Labeled-object pointing listing
⟨

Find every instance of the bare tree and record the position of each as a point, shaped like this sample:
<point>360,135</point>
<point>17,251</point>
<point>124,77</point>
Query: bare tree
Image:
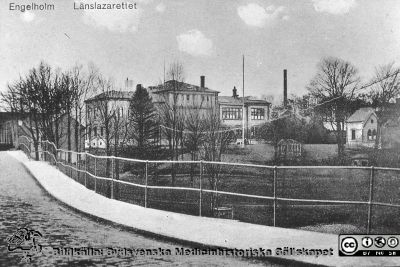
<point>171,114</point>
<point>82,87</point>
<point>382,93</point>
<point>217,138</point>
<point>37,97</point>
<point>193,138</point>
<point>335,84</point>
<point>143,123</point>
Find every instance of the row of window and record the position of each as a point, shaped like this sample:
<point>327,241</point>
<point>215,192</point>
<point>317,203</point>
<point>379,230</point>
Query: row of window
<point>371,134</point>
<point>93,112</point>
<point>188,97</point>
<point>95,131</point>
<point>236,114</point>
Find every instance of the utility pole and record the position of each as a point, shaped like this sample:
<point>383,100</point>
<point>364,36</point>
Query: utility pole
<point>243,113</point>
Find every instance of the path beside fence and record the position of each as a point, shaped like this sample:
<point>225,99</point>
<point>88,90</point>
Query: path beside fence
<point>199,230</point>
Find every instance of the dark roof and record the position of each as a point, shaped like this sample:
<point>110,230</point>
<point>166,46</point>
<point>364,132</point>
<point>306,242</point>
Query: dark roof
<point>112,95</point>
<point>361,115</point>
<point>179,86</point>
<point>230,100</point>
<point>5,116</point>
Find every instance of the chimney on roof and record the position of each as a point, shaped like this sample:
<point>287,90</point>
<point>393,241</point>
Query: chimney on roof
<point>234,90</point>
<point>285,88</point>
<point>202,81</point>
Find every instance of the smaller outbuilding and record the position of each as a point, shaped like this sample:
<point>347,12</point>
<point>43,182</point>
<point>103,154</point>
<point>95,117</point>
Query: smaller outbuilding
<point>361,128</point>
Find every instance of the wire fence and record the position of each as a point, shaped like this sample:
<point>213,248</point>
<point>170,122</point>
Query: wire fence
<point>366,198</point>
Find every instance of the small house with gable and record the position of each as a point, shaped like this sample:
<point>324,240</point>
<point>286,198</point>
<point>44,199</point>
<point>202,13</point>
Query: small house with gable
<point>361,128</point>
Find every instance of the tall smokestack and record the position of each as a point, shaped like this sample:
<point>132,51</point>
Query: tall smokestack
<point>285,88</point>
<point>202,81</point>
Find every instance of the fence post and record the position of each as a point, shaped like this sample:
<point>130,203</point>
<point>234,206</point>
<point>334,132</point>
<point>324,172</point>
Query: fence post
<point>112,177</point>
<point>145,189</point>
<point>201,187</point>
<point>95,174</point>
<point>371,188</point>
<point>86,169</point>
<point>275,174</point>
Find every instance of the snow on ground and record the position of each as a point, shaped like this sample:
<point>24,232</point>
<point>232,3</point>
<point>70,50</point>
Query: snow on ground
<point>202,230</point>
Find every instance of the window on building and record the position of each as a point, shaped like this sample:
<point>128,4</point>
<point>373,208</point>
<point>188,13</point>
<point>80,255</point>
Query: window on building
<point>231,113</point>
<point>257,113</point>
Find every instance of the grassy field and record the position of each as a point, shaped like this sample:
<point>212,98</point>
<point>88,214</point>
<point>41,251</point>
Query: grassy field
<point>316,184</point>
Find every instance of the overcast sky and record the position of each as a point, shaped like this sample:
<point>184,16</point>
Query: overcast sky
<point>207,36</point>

⟩
⟨

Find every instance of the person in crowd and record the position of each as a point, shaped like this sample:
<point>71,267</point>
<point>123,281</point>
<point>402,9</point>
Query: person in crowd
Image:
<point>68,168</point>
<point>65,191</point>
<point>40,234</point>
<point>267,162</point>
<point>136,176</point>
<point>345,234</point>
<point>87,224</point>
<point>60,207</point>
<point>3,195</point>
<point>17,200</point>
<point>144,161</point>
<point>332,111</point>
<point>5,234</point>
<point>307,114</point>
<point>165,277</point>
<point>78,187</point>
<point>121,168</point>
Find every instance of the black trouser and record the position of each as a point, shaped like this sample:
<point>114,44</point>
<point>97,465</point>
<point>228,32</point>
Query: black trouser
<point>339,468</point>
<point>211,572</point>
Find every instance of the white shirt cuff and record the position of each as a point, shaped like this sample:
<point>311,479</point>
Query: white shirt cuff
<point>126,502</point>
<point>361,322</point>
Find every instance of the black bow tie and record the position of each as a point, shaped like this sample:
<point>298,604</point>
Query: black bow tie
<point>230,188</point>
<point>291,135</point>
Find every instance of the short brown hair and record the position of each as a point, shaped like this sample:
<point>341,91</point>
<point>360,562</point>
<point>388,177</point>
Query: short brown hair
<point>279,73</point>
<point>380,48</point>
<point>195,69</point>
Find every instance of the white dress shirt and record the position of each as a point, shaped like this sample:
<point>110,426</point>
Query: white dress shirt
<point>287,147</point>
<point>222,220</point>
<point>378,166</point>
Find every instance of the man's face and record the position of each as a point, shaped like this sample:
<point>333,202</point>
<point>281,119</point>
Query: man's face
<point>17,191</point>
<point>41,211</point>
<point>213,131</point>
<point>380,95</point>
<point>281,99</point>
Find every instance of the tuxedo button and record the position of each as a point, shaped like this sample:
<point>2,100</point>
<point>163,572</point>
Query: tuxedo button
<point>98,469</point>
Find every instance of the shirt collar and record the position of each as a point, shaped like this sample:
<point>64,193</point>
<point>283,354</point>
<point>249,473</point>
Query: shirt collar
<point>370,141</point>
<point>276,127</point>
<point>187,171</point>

⟩
⟨

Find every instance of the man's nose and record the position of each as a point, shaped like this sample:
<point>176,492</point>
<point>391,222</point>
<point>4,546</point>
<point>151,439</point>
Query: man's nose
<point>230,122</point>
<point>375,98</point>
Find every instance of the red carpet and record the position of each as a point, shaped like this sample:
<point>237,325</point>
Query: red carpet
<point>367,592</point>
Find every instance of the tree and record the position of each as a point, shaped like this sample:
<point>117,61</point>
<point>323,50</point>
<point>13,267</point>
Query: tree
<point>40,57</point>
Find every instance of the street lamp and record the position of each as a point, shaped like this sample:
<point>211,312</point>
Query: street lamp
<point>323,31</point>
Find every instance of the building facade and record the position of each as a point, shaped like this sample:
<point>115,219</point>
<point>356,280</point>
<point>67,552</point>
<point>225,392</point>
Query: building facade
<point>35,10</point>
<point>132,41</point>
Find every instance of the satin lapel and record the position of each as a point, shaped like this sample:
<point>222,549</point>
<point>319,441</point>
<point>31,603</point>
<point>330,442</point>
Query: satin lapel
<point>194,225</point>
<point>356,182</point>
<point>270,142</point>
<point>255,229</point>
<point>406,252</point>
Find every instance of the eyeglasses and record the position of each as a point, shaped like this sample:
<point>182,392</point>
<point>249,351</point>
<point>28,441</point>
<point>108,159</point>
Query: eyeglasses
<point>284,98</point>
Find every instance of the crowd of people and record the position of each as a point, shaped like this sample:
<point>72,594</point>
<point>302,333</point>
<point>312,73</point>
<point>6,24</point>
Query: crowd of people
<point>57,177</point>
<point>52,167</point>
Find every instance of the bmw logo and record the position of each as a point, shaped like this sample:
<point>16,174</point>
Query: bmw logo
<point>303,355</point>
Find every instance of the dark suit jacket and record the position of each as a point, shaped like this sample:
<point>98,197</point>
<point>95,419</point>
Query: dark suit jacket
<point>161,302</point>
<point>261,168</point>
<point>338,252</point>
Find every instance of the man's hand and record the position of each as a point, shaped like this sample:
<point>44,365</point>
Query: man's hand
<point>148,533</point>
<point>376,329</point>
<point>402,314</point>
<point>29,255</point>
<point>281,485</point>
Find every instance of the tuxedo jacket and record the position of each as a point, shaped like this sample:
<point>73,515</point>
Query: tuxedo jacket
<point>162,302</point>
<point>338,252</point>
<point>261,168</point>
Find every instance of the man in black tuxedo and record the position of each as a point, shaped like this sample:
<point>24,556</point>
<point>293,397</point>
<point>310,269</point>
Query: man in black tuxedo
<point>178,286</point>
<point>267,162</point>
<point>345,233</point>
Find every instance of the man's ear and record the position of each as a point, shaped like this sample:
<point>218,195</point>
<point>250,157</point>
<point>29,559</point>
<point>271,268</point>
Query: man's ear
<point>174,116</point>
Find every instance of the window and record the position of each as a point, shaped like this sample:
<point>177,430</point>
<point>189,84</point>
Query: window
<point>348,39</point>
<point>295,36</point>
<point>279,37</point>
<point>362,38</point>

⟩

Given problem —
Turn the stretch of the listing from the line containing "Find every instance of the smaller" through the line containing "<point>275,174</point>" into a JSON list of strings, one string per line, with blank lines left out.

Result —
[
  "Find every instance of the smaller outbuilding and record the position of each as a point, shaped like this sample:",
  "<point>347,12</point>",
  "<point>43,182</point>",
  "<point>103,154</point>",
  "<point>95,117</point>",
  "Query: smaller outbuilding",
  "<point>361,128</point>",
  "Find every instance of the wire fence and record the position of each as a point, shaped like this sample:",
  "<point>213,248</point>",
  "<point>170,122</point>",
  "Query: wire fence",
  "<point>366,198</point>",
  "Find every instance of the small house with gable and record the position of each as a point, shaped like this sample:",
  "<point>324,240</point>",
  "<point>286,198</point>",
  "<point>44,199</point>",
  "<point>202,13</point>",
  "Query: small house with gable",
  "<point>361,128</point>",
  "Find every instance of the tall smokestack and record the position of each as a point, shaped like this sample:",
  "<point>132,51</point>",
  "Query: tall smokestack",
  "<point>285,88</point>",
  "<point>202,81</point>",
  "Find every instance of the fence post and record the position of each as a point, shaped like this sample:",
  "<point>130,203</point>",
  "<point>234,206</point>",
  "<point>334,132</point>",
  "<point>324,172</point>",
  "Query: fence post",
  "<point>112,177</point>",
  "<point>145,189</point>",
  "<point>201,187</point>",
  "<point>95,174</point>",
  "<point>371,188</point>",
  "<point>86,169</point>",
  "<point>275,174</point>"
]